*Passage shown*:
=== Section Start ===

- Education: University of the Witwatersrand, Duke University
- Organization: Health Justice Initiative
- Known for: Human rights, health equity and justice, access to medicines.
- Awards: Calgary Peace Prize, 2022

= Fatima Hassan =

South African human rights lawyer

Fatima Hassan is a South African human rights lawyer who works in the field of health justice.

She won the Calgary Peace Prize in 2022 for her work which included exposing inequity in the global deployment of COVID-19 vaccines.

== Education ==
Hassan has a bachelor of arts and an LL.B from the University of the Witwatersrand and a LL.M from Duke University.

== Career ==

Hassan is the founder of the Health Justice Initiative (HJI), and was part of the team that founded the 2008 Western Cape Civil Society Task Team against Xenophobia. In her human rights work, she has litigated against private employers, the South African government, and pharmaceutical companies.

From 2013 to 2019, she was the Executive Director of Open Society Foundation for South Africa. She has also worked for the AIDS Law Project, acting for the Treatment Action Campaign, clerked for Justice Kate O'Regan, and was a Special Advisor to Minister Barbara Hogan. She has served on the Boards of Ndifuna Ukwazi, the Raith Foundation, Médecins Sans Frontières South Africa, the International Treatment Preparedness Coalition, and Global Witness. She is on the Advisory Group of Resolve to Save Lives. She has been awarded several fellowships including the Franklin Thomas South Africa Constitutional Court Fellowship (Duke Law School) and the Tom & Andi Bernstein Distinguished Human Rights Fellowship, at Yale Law School.

=== Section End ===

*The data*:
=== Section Start ===

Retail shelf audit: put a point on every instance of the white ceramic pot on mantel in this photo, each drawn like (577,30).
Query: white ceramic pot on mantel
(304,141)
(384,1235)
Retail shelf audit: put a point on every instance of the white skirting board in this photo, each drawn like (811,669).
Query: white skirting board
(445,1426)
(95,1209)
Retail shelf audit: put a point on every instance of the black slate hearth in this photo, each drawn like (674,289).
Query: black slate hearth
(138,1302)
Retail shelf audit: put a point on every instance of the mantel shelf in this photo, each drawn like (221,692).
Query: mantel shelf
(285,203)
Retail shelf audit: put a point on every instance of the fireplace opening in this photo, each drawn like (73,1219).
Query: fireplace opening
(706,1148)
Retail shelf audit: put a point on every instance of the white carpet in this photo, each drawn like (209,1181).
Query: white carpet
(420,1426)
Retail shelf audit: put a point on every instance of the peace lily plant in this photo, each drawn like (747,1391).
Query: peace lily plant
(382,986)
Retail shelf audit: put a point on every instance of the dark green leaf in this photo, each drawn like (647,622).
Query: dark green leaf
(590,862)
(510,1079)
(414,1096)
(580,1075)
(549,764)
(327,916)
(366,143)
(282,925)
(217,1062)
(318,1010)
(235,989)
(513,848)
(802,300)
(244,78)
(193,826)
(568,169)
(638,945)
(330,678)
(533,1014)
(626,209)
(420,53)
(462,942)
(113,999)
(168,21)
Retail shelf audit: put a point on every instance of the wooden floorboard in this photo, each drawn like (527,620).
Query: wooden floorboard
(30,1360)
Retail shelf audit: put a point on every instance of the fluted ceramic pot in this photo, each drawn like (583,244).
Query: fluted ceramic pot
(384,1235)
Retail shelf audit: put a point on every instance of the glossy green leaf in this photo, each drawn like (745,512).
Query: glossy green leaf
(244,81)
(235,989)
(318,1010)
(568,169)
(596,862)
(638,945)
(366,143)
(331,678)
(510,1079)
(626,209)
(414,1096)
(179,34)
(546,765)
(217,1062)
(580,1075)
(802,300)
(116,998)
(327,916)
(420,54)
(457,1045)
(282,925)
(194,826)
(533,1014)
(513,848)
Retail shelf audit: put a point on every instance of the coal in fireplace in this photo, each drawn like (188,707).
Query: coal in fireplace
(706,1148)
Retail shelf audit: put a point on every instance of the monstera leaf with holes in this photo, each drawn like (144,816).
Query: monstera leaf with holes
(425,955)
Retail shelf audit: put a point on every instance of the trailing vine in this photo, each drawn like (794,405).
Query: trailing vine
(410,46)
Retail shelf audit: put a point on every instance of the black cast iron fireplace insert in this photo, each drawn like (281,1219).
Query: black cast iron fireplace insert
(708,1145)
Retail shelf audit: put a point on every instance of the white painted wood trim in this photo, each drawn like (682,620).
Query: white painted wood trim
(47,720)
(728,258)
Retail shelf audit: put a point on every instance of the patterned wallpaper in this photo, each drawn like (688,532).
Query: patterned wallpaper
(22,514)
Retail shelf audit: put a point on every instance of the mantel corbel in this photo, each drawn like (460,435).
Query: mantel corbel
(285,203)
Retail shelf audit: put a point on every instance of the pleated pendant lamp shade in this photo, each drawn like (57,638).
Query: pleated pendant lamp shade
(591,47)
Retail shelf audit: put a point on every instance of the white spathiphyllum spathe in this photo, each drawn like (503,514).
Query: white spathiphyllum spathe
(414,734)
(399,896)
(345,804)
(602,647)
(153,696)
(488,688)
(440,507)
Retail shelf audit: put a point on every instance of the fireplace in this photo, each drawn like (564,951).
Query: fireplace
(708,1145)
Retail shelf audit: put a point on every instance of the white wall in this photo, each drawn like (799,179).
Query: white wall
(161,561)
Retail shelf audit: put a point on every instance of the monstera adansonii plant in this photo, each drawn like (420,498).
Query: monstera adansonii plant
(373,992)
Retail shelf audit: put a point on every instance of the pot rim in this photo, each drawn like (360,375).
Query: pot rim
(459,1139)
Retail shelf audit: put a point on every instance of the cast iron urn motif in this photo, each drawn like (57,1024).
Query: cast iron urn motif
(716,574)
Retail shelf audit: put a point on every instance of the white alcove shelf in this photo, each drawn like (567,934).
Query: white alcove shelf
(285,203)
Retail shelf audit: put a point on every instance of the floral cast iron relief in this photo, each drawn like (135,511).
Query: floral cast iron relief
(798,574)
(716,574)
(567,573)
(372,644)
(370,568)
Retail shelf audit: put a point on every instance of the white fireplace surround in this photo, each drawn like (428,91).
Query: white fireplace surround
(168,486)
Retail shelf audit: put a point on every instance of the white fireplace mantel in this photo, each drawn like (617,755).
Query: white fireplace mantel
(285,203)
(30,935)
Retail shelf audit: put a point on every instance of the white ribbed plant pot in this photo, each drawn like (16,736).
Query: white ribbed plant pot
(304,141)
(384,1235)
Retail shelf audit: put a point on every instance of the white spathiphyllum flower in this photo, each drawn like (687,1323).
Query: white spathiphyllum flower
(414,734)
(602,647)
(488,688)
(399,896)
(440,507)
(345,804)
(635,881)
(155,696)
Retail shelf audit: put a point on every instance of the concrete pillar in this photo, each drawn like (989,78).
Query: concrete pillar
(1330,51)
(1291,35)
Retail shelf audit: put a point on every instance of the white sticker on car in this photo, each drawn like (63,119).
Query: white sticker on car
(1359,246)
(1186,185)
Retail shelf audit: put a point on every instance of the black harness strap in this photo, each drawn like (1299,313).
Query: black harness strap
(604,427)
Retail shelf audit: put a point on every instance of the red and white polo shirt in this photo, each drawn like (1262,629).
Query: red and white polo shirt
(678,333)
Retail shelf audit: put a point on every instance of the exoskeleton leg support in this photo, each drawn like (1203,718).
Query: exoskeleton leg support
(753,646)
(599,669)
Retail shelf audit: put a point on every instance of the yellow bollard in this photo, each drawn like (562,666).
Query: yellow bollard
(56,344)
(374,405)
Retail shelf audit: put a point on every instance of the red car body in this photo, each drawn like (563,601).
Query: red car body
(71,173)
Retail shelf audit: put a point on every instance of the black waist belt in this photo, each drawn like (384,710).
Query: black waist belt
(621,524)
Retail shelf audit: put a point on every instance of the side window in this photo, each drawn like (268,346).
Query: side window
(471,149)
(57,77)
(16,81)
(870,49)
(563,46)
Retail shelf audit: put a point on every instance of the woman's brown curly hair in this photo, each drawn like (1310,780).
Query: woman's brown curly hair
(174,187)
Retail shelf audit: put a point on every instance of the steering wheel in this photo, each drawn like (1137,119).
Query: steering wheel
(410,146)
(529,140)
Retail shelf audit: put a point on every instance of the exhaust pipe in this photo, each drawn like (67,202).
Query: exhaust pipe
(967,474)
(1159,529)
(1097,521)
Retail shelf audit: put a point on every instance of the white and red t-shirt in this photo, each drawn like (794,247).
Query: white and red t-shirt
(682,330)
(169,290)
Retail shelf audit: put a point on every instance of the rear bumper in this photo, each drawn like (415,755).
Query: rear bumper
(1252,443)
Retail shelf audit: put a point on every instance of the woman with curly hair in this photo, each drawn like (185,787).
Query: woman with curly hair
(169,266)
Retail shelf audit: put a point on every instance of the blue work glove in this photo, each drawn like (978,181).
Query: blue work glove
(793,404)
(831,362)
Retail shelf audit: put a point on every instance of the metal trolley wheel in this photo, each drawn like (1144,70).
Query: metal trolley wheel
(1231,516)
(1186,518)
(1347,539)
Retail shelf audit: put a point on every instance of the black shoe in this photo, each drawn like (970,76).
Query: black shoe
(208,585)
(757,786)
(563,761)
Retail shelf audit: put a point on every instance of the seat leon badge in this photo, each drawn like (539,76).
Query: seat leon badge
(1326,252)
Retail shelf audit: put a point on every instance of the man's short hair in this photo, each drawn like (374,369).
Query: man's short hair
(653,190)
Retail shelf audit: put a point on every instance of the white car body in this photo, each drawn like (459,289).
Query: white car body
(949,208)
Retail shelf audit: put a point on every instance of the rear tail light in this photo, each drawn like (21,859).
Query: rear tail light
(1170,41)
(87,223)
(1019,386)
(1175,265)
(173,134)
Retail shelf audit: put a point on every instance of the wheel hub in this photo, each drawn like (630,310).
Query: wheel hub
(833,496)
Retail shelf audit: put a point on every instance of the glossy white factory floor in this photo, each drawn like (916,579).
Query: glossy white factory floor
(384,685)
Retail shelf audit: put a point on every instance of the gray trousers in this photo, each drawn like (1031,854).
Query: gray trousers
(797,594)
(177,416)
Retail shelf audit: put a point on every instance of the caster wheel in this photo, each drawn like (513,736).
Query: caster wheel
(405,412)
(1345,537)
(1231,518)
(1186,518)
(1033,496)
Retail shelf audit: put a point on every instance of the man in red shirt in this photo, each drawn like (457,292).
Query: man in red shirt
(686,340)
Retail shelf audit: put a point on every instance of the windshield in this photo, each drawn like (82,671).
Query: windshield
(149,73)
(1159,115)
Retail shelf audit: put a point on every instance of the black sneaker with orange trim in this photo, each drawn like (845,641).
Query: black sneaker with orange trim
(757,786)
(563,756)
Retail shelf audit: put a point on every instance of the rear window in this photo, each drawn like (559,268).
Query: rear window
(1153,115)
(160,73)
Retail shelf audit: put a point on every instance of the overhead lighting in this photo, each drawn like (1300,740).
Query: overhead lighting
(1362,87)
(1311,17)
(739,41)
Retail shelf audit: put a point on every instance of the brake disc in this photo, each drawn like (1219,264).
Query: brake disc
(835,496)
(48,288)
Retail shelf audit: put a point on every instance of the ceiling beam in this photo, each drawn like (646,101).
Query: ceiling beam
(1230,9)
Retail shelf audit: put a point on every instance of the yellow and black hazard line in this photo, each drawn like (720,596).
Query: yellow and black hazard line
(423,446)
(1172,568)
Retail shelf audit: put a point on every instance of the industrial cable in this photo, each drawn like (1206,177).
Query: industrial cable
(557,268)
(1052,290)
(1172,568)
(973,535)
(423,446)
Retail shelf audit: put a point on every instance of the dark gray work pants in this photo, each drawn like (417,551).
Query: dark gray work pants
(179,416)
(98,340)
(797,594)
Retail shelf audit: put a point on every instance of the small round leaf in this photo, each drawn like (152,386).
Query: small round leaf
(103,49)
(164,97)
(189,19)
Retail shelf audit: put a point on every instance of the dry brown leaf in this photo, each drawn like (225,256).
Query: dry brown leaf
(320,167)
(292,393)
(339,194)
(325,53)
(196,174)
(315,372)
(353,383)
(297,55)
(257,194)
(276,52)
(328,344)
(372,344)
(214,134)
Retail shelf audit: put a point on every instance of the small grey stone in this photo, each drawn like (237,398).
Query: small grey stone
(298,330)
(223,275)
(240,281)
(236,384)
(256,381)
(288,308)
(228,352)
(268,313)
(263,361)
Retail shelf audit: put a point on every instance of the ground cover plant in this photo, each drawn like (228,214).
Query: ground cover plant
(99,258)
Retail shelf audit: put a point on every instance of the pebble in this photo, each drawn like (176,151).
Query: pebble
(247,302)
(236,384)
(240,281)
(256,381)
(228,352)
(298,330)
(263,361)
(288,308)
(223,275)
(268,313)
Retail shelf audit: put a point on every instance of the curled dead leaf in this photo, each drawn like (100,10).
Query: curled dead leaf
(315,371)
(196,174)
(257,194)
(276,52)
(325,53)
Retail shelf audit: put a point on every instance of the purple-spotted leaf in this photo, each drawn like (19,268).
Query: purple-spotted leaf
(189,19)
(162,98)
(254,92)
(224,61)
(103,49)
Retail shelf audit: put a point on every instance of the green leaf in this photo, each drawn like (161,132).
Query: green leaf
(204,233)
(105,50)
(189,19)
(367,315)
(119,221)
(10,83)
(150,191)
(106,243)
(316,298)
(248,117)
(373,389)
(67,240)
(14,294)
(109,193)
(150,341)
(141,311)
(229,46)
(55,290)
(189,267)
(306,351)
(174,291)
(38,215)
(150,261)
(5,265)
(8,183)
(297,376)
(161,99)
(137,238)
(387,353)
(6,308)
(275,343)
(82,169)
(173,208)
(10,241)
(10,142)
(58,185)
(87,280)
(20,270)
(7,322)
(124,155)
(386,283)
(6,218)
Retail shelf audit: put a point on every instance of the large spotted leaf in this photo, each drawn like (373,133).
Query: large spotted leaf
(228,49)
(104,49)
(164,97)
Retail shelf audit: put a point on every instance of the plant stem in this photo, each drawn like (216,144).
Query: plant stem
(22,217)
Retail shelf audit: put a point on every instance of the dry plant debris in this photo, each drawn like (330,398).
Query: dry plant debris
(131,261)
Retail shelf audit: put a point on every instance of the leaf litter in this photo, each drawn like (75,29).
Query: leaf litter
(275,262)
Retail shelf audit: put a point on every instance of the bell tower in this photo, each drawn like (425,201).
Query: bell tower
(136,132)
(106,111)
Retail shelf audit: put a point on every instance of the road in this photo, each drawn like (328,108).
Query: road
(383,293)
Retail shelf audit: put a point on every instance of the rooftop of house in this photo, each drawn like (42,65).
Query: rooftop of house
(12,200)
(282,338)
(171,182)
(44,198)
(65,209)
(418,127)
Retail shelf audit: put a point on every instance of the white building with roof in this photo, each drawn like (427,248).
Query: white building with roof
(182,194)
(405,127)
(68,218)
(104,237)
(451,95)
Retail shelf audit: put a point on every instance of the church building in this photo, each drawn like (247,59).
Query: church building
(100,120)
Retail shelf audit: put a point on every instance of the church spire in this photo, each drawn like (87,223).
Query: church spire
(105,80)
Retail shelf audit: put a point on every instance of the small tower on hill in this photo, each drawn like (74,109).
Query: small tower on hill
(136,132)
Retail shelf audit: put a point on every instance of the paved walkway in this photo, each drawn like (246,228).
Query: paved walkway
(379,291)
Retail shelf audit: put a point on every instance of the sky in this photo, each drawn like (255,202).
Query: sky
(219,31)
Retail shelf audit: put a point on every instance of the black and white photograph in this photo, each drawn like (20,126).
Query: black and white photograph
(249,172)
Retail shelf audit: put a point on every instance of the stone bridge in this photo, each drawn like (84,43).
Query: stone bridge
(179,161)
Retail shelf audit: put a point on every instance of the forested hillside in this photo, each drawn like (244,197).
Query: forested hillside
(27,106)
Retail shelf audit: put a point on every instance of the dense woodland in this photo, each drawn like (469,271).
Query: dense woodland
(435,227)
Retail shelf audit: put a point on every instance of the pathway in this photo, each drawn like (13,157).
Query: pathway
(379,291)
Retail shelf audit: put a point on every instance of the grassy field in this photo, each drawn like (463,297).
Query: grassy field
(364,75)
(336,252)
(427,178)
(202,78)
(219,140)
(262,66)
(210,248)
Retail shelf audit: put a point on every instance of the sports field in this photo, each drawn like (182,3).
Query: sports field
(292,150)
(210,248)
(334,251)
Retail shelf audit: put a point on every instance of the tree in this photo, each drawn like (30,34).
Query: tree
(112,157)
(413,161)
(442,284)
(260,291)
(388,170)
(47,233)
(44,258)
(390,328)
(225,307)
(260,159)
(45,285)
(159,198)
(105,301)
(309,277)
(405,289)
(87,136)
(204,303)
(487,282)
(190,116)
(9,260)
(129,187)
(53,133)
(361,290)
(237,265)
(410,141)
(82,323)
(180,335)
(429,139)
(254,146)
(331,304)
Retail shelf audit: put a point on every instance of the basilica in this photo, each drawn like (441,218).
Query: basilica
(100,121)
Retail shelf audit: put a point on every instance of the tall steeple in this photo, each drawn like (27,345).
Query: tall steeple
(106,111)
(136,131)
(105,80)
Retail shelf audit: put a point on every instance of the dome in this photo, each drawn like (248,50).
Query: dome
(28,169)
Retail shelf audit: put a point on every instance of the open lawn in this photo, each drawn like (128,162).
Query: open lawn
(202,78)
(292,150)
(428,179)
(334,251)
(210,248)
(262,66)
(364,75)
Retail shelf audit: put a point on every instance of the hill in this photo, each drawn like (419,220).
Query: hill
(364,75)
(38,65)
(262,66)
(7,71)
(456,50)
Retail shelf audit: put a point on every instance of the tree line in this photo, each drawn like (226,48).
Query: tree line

=== Section End ===

*Task list*:
(1) Print the Fatima Hassan biography between "Fatima Hassan is" and "from Duke University.", inclusive.
(2) According to the Fatima Hassan biography, which prize did she win in 2022?
(3) Write the next part of the Fatima Hassan biography, starting after its final sentence.
The lines have no connection to the Fatima Hassan biography.

*Results in order*:
(1)
Fatima Hassan is a South African human rights lawyer who works in the field of health justice.

She won the Calgary Peace Prize in 2022 for her work which included exposing inequity in the global deployment of COVID-19 vaccines.

== Education ==
Hassan has a bachelor of arts and an LL.B from the University of the Witwatersrand and a LL.M from Duke University.

(2) The Calgary Peace Prize.

(3)
She has also written for Foreign Policy, Al Jazeera, Guardian, Le Monde, Daily Maverick, Mail & Guardian, Bhekisisa, and hosts The Witness and Access podcasts. In 2021, she was also writing in the British Medical Journal, with Prof Leslie London and Prof Gregg Gonsalves, and also Kamran Abassi and Prof Gavin Yamey, exposing the inequity of the global COVID-19 vaccine roll-out.

She is a member of the Peoples Vaccines Alliance and she won the Calgary Peace Prize in 2022 which included recognition for her previous work on HIV/AIDS and for her work on COVID-19 vaccine equity, including challenging pandemic secrecy, profiteering and IP barriers to access. The award is made by Mount Royal University as part of the John de Chastelain Peace Initiative.